(Referring expression data)
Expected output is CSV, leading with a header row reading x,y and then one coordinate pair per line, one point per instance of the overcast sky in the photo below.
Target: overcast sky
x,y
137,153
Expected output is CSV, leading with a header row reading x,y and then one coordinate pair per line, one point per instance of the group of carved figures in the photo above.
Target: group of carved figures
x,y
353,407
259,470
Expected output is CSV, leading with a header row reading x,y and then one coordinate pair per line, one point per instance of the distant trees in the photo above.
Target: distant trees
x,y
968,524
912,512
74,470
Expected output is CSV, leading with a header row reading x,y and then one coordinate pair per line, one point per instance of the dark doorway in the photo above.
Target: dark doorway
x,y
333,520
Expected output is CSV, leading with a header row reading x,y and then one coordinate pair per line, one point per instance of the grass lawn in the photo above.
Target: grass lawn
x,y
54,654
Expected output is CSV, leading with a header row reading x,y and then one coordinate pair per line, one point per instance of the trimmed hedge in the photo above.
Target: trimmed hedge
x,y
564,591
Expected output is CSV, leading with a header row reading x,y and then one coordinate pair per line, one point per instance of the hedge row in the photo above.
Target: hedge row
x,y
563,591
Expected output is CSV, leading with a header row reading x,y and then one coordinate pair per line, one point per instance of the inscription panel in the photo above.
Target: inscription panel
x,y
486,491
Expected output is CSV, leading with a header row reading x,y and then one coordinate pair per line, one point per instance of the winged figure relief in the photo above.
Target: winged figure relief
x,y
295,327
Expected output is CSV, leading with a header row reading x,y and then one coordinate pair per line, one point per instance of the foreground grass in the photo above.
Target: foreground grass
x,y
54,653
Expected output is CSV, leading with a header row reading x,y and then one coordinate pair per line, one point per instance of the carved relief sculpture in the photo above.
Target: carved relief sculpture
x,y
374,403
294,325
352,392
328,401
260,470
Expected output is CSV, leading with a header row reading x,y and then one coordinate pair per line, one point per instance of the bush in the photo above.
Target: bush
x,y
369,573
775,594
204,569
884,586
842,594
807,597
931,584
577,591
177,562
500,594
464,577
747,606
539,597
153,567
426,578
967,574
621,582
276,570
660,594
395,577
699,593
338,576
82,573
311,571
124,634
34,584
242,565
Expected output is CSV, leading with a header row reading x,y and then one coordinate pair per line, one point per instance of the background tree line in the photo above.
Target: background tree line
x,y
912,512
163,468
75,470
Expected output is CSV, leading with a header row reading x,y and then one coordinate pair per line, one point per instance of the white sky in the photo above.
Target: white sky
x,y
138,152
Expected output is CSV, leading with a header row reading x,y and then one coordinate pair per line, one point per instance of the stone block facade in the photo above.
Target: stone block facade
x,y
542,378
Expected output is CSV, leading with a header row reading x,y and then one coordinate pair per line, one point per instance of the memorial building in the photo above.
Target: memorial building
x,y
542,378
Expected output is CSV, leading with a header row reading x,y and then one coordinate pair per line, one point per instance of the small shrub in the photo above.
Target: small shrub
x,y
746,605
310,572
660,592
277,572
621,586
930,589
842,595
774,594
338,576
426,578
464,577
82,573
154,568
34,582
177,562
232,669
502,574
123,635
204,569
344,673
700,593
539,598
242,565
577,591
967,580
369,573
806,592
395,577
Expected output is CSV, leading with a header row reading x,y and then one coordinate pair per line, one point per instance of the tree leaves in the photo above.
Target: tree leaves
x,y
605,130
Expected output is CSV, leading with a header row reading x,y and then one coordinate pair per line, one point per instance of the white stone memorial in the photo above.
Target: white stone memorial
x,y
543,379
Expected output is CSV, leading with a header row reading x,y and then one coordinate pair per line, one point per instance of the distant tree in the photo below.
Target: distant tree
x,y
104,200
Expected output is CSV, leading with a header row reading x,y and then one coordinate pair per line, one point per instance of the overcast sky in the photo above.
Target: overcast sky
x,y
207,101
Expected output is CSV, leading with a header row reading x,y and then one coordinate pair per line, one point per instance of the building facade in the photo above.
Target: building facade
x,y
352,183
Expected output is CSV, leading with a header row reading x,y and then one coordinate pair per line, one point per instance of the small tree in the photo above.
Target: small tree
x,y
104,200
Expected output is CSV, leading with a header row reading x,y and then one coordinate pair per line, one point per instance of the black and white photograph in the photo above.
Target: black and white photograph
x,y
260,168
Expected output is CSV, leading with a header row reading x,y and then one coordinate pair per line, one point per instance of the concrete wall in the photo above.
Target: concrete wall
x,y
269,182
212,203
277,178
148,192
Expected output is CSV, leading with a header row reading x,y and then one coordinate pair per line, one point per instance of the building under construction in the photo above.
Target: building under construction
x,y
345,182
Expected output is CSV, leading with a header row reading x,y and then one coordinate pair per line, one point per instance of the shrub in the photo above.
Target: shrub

What this task involves -> From the records, copy every line that has the string "below" in it.

Answer section ->
Expected output is CSV, leading with a header row reading x,y and then one coordinate pair per line, one point per instance of the overcast sky in the photo below.
Expected output is CSV, leading with a header row reading x,y and then one coordinate pair per line, one point per instance of the distant tree in the photo below.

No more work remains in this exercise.